ANFORDERUNG A:
Nennen Sie alle Städte und Länder, die im Text über Nachtzüge als Reiseziele genannt werden.
ANFORDERUNG B:
Hinter welchen Zügen fährt man laut dem Text über Nachtzüge nach Mailand oft her?
ANFORDERUNG C:
Schreiben Sie aus dem Text über Nachtzüge den Abschnitt ab, der mit den Worten „Insbesondere Richtung Lyon“ einsetzt und mit „aber nicht umgesetzt.“ schließt.

TEXTAUSZUG:
Krasse Übersteuerung des Parlaments bei der Förderung der Nachtzüge
Wer mit dem Zug in die Ferien oder an ein Meeting fährt, zahlt nicht nur häufig mehr als für den Flieger. Für verschiedene Destinationen nimmt man auch Fahrten auf Strecken in Kauf, auf denen es seit Jahrzehnten keine Verbesserungen gab.
Insbesondere Richtung Lyon geht es sehr gemächlich, Richtung Belgien und England gibt es nur umständliche Umsteigefahrten, und nach Mailand fährt man oft hinter Regionalzügen her. Besonders ärgerlich sind aber die fehlenden Nachtverbindungen. Nach Rom und Barcelona fehlen sie, weitere Verbindungen auch über längere Strecken werden seit Jahren diskutiert, aber nicht umgesetzt.

DATENAUSZUG:
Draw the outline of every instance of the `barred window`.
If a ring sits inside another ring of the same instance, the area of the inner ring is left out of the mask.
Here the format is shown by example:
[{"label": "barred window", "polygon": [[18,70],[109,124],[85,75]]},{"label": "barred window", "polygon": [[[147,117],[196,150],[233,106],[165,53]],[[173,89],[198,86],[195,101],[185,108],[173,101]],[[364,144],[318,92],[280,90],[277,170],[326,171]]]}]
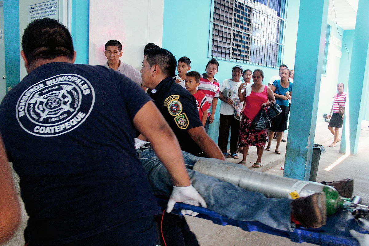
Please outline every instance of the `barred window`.
[{"label": "barred window", "polygon": [[283,49],[286,1],[214,0],[209,57],[279,67]]}]

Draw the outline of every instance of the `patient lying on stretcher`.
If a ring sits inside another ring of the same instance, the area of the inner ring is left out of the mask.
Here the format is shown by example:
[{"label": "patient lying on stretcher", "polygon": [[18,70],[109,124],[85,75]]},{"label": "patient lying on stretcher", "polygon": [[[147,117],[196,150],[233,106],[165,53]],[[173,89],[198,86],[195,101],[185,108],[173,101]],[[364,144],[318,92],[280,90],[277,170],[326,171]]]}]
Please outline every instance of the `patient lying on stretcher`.
[{"label": "patient lying on stretcher", "polygon": [[[151,144],[135,139],[135,146],[154,194],[169,198],[173,187],[170,176]],[[317,228],[325,224],[327,209],[324,193],[294,200],[267,198],[261,193],[247,191],[192,170],[195,163],[203,157],[184,151],[182,153],[191,184],[211,210],[236,220],[258,221],[289,231],[293,231],[296,224]],[[173,205],[168,206],[167,211],[170,212]]]}]

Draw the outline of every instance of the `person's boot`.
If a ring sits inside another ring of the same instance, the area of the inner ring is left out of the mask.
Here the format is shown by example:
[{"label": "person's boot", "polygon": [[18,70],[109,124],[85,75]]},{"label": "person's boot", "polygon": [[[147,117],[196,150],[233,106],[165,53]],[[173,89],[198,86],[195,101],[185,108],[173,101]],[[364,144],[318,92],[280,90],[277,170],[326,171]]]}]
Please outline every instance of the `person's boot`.
[{"label": "person's boot", "polygon": [[354,179],[345,179],[332,182],[323,181],[321,183],[332,186],[337,190],[341,197],[347,198],[352,197],[352,193],[354,192]]},{"label": "person's boot", "polygon": [[291,202],[293,218],[304,227],[319,228],[327,221],[327,205],[324,192],[300,197]]}]

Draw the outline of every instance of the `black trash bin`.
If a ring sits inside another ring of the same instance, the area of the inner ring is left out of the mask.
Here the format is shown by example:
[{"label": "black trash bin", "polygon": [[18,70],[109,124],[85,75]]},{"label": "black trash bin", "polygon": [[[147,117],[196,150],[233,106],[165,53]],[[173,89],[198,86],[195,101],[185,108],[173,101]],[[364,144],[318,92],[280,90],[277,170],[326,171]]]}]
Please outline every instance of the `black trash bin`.
[{"label": "black trash bin", "polygon": [[324,153],[325,153],[325,150],[324,147],[320,144],[314,144],[314,148],[313,149],[313,157],[311,157],[311,167],[310,169],[310,181],[315,182],[317,180],[320,154]]}]

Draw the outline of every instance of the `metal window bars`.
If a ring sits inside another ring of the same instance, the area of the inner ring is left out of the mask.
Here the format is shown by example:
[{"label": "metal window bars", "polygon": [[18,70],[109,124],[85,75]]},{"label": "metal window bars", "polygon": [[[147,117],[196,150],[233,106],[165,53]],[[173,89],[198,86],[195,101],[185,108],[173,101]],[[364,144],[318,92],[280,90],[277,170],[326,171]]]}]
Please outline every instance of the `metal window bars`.
[{"label": "metal window bars", "polygon": [[279,66],[283,49],[286,0],[214,0],[211,57]]}]

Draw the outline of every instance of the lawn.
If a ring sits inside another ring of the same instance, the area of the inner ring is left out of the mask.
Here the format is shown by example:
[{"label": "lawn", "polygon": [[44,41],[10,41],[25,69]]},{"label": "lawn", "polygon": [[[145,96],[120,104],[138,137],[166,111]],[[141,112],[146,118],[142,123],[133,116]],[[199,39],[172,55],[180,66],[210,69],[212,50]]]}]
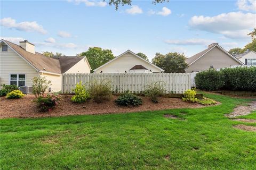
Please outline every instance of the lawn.
[{"label": "lawn", "polygon": [[[2,120],[1,169],[255,169],[256,132],[233,128],[249,123],[223,115],[250,100],[206,96],[222,104]],[[165,114],[180,118],[165,118]]]}]

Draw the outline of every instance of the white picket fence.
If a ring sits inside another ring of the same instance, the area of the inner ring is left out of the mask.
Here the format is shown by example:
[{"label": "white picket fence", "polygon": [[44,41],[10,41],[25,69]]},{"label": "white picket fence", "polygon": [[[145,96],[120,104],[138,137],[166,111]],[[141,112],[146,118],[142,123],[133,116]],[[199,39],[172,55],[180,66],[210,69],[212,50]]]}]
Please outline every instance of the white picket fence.
[{"label": "white picket fence", "polygon": [[121,93],[126,90],[141,92],[147,85],[159,82],[166,89],[166,93],[182,94],[190,89],[190,73],[92,73],[64,74],[62,76],[62,92],[74,93],[77,83],[88,88],[93,81],[111,82],[112,90]]}]

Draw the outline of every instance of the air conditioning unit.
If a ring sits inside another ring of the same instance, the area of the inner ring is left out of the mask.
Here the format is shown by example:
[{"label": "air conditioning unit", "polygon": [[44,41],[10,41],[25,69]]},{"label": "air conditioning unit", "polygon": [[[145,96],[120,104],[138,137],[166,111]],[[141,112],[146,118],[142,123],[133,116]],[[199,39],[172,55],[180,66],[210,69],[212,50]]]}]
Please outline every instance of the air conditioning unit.
[{"label": "air conditioning unit", "polygon": [[19,89],[23,94],[31,94],[33,92],[32,86],[20,86]]}]

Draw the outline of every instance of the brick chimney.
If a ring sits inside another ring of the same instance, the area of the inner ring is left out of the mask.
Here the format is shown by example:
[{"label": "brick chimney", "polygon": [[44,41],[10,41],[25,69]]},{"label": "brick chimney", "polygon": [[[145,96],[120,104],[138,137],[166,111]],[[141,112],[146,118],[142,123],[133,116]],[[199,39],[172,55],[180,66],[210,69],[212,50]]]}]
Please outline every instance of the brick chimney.
[{"label": "brick chimney", "polygon": [[208,46],[208,48],[211,48],[211,47],[212,47],[213,46],[214,46],[215,45],[219,45],[219,43],[217,42],[217,43],[212,43],[212,44],[211,44],[210,45],[209,45]]},{"label": "brick chimney", "polygon": [[28,40],[24,40],[24,41],[20,41],[20,46],[24,48],[27,52],[35,54],[35,45]]}]

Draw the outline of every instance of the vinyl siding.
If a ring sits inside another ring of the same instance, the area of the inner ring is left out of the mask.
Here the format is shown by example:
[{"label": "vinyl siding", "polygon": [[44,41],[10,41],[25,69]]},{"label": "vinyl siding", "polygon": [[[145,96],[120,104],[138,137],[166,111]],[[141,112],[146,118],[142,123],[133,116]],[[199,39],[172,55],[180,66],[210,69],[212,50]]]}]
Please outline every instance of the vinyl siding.
[{"label": "vinyl siding", "polygon": [[191,64],[186,72],[191,73],[193,71],[208,70],[211,65],[213,66],[215,69],[220,69],[240,64],[218,47],[215,47]]},{"label": "vinyl siding", "polygon": [[151,70],[153,72],[161,72],[161,70],[148,63],[145,61],[139,58],[131,53],[127,53],[100,68],[96,73],[124,73],[127,72],[135,65],[142,65],[148,70]]},{"label": "vinyl siding", "polygon": [[8,47],[7,52],[0,49],[0,76],[1,84],[10,84],[10,74],[25,74],[26,85],[32,86],[32,79],[38,76],[39,74],[36,70],[25,60],[19,56],[14,51]]},{"label": "vinyl siding", "polygon": [[85,58],[83,58],[65,73],[90,73],[91,70]]}]

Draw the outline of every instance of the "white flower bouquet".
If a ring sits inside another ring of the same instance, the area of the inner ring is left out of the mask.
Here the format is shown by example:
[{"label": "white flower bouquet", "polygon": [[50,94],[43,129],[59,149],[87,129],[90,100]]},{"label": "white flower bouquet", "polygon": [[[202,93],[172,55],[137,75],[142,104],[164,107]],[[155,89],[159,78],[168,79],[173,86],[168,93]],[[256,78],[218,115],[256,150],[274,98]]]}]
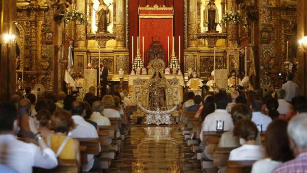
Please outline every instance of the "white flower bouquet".
[{"label": "white flower bouquet", "polygon": [[67,10],[64,14],[60,14],[63,16],[62,21],[68,23],[69,21],[78,21],[84,23],[87,20],[87,15],[84,12],[78,10],[76,6],[74,6],[72,10]]},{"label": "white flower bouquet", "polygon": [[243,21],[242,17],[239,15],[239,11],[236,12],[227,12],[223,16],[221,23],[237,24]]}]

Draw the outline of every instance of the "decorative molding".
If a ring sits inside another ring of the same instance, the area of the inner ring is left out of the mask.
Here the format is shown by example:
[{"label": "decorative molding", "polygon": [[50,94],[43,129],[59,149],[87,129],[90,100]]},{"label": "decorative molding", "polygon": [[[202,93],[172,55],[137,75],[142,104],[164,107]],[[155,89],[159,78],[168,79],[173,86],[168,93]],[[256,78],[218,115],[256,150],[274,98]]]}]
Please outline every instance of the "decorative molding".
[{"label": "decorative molding", "polygon": [[184,72],[187,71],[189,68],[191,68],[192,70],[196,68],[196,56],[184,56]]},{"label": "decorative molding", "polygon": [[[91,56],[90,58],[93,68],[98,68],[98,57]],[[113,57],[101,56],[100,57],[100,61],[103,62],[104,65],[108,68],[109,73],[114,73]]]},{"label": "decorative molding", "polygon": [[116,73],[121,69],[123,70],[124,74],[129,74],[129,57],[119,56],[116,57]]},{"label": "decorative molding", "polygon": [[110,40],[115,39],[116,35],[110,33],[99,33],[96,34],[88,34],[88,40],[95,40],[98,43],[101,48],[106,48],[107,42]]},{"label": "decorative molding", "polygon": [[199,33],[197,37],[199,39],[207,40],[208,47],[214,48],[216,45],[216,42],[219,39],[225,39],[227,38],[226,33]]}]

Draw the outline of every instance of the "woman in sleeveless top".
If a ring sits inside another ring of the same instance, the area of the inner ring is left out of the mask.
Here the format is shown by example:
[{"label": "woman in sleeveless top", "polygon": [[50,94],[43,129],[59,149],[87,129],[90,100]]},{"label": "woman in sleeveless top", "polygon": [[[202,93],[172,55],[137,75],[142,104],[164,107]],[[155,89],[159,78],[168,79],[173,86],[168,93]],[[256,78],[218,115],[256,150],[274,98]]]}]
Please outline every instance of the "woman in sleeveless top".
[{"label": "woman in sleeveless top", "polygon": [[69,113],[65,111],[55,111],[51,118],[51,127],[55,134],[50,136],[47,142],[61,159],[76,159],[80,165],[79,141],[69,137],[69,131],[75,124]]}]

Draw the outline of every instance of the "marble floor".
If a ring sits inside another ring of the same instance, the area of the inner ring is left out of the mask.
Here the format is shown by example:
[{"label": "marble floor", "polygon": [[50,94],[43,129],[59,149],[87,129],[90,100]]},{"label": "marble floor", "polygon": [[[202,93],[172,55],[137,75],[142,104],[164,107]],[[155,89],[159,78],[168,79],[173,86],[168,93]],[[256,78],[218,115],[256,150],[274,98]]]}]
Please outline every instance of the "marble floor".
[{"label": "marble floor", "polygon": [[136,126],[109,173],[182,173],[184,137],[178,126]]}]

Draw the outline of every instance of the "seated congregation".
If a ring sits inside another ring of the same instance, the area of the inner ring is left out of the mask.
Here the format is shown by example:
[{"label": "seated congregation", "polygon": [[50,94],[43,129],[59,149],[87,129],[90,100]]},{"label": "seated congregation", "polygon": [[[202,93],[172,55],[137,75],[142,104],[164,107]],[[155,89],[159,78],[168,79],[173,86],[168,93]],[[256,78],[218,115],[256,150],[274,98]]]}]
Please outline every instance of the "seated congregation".
[{"label": "seated congregation", "polygon": [[183,170],[196,169],[198,160],[203,173],[306,172],[307,98],[287,97],[285,89],[274,91],[276,99],[222,89],[200,101],[189,92],[181,111]]},{"label": "seated congregation", "polygon": [[30,91],[17,92],[0,105],[0,172],[101,173],[109,168],[127,132],[131,108],[122,101],[123,93],[101,98],[94,90],[82,101],[63,92],[37,97]]}]

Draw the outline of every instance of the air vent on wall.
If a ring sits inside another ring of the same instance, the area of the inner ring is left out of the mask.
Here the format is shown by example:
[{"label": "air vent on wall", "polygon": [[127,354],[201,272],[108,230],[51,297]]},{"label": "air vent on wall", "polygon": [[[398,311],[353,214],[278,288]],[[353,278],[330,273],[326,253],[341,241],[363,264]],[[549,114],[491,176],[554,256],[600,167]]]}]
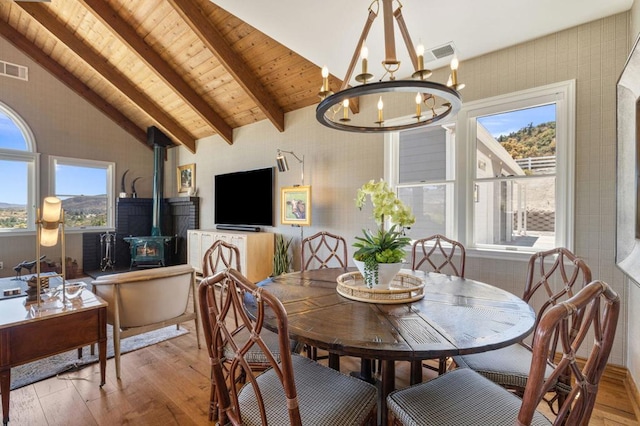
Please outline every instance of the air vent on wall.
[{"label": "air vent on wall", "polygon": [[29,81],[29,69],[24,65],[0,61],[0,75]]},{"label": "air vent on wall", "polygon": [[424,52],[425,62],[435,61],[437,59],[446,58],[456,53],[456,47],[453,42],[443,44],[442,46],[432,47]]}]

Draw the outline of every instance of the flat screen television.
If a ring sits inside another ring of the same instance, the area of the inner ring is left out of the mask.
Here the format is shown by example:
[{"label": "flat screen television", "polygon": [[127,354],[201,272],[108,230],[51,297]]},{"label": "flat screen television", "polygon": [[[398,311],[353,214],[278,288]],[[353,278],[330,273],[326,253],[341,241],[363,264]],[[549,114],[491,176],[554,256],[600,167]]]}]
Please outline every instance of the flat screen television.
[{"label": "flat screen television", "polygon": [[215,175],[215,223],[273,226],[274,169]]}]

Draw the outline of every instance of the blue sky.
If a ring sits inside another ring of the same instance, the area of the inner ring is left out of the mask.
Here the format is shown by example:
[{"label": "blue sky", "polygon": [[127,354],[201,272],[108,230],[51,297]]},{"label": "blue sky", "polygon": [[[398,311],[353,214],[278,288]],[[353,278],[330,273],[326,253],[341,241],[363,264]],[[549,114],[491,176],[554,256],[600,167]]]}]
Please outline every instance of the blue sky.
[{"label": "blue sky", "polygon": [[540,123],[556,121],[556,106],[555,104],[542,105],[513,112],[487,115],[478,118],[478,121],[491,133],[491,136],[497,138],[500,135],[516,132],[528,126],[529,123],[533,123],[536,126]]},{"label": "blue sky", "polygon": [[[0,113],[0,148],[24,151],[27,148],[20,129],[6,115]],[[26,205],[27,194],[23,188],[27,182],[27,166],[19,161],[0,160],[0,203]],[[58,166],[57,189],[59,194],[105,194],[106,171],[87,167]],[[96,182],[100,185],[96,185]],[[41,188],[41,195],[48,195],[48,188]]]}]

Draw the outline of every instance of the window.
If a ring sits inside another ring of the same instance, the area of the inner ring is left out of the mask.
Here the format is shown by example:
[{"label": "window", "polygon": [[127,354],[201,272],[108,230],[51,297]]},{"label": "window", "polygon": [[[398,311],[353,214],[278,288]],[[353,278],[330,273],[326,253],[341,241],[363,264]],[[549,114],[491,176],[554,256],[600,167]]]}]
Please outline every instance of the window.
[{"label": "window", "polygon": [[67,229],[113,228],[114,163],[50,157],[51,193],[62,200]]},{"label": "window", "polygon": [[33,231],[38,155],[26,122],[0,102],[0,232]]},{"label": "window", "polygon": [[455,123],[387,138],[388,176],[414,237],[469,249],[573,246],[575,82],[463,105]]}]

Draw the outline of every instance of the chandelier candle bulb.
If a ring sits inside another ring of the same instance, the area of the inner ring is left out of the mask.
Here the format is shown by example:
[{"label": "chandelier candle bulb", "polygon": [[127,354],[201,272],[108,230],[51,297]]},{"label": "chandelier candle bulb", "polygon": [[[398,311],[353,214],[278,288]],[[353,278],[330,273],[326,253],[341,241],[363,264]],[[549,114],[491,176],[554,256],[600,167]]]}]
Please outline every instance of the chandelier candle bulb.
[{"label": "chandelier candle bulb", "polygon": [[451,85],[455,88],[458,85],[458,59],[451,60]]},{"label": "chandelier candle bulb", "polygon": [[322,67],[322,91],[329,91],[329,68],[326,66]]},{"label": "chandelier candle bulb", "polygon": [[362,49],[360,49],[360,57],[362,58],[362,74],[366,74],[369,68],[367,65],[367,58],[369,57],[369,49],[367,49],[367,46],[362,46]]},{"label": "chandelier candle bulb", "polygon": [[418,55],[418,69],[416,71],[420,71],[424,69],[424,46],[422,44],[416,47],[416,54]]}]

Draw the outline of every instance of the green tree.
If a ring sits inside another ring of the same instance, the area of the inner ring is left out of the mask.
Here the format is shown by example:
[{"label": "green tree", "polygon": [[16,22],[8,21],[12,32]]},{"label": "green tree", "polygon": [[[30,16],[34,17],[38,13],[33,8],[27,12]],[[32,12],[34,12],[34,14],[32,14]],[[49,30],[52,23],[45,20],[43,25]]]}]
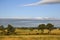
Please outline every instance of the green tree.
[{"label": "green tree", "polygon": [[40,25],[38,26],[38,30],[41,29],[41,33],[43,33],[45,27],[46,27],[45,24],[40,24]]},{"label": "green tree", "polygon": [[5,34],[5,28],[3,25],[0,26],[0,30],[2,31],[1,34]]},{"label": "green tree", "polygon": [[46,25],[46,27],[47,27],[47,29],[49,30],[49,34],[51,33],[51,30],[54,28],[54,25],[53,24],[51,24],[51,23],[48,23],[47,25]]},{"label": "green tree", "polygon": [[7,27],[7,34],[10,35],[10,34],[14,34],[15,33],[15,28],[8,24],[8,27]]}]

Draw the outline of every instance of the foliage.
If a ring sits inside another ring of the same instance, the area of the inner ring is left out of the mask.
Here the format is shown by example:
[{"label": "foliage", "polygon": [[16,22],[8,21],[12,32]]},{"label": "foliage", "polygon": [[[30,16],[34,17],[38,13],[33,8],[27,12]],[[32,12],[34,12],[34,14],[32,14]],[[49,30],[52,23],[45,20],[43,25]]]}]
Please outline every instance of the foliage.
[{"label": "foliage", "polygon": [[38,29],[41,29],[41,33],[43,33],[44,32],[44,29],[45,29],[45,24],[40,24],[39,26],[38,26]]},{"label": "foliage", "polygon": [[51,32],[51,30],[54,28],[54,25],[53,25],[53,24],[51,24],[51,23],[48,23],[48,24],[46,25],[46,27],[47,27],[47,29],[49,30],[49,32],[48,32],[48,33],[50,33],[50,32]]},{"label": "foliage", "polygon": [[15,33],[15,28],[12,25],[8,24],[7,34],[9,35],[9,34],[14,34],[14,33]]}]

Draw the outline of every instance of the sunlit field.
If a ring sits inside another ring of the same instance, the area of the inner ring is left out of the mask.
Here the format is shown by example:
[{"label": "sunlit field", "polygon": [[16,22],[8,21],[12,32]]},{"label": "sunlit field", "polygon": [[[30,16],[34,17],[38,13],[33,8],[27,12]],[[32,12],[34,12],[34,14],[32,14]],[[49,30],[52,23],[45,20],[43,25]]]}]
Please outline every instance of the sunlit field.
[{"label": "sunlit field", "polygon": [[[41,33],[41,30],[28,30],[28,29],[16,29],[15,31],[18,35],[3,35],[0,36],[0,40],[60,40],[60,30],[54,29],[51,31],[51,34],[37,34]],[[45,29],[44,33],[48,33],[48,30]]]},{"label": "sunlit field", "polygon": [[0,40],[60,40],[60,35],[0,36]]}]

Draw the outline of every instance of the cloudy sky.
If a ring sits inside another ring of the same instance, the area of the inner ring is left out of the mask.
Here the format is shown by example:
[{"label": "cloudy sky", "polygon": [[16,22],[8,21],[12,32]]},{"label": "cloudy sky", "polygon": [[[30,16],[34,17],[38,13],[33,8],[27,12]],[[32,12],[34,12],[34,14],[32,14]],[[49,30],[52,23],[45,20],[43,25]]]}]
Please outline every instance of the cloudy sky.
[{"label": "cloudy sky", "polygon": [[60,18],[60,0],[0,0],[0,18]]}]

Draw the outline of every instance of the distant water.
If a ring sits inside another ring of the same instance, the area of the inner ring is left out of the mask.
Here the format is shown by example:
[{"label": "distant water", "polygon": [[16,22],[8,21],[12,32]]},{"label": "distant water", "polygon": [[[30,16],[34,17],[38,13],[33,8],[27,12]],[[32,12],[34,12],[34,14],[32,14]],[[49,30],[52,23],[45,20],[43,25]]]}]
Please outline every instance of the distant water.
[{"label": "distant water", "polygon": [[60,27],[60,20],[32,20],[32,19],[0,19],[0,25],[7,27],[8,24],[14,27],[37,27],[39,24],[52,23]]}]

ERGEBNIS A:
Lyon, Belgien, England, Mailand, Rom, Barcelona

ERGEBNIS B:
Hinter Regionalzügen.

ERGEBNIS C:
Insbesondere Richtung Lyon geht es sehr gemächlich, Richtung Belgien und England gibt es nur umständliche Umsteigefahrten, und nach Mailand fährt man oft hinter Regionalzügen her. Besonders ärgerlich sind aber die fehlenden Nachtverbindungen. Nach Rom und Barcelona fehlen sie, weitere Verbindungen auch über längere Strecken werden seit Jahren diskutiert, aber nicht umgesetzt.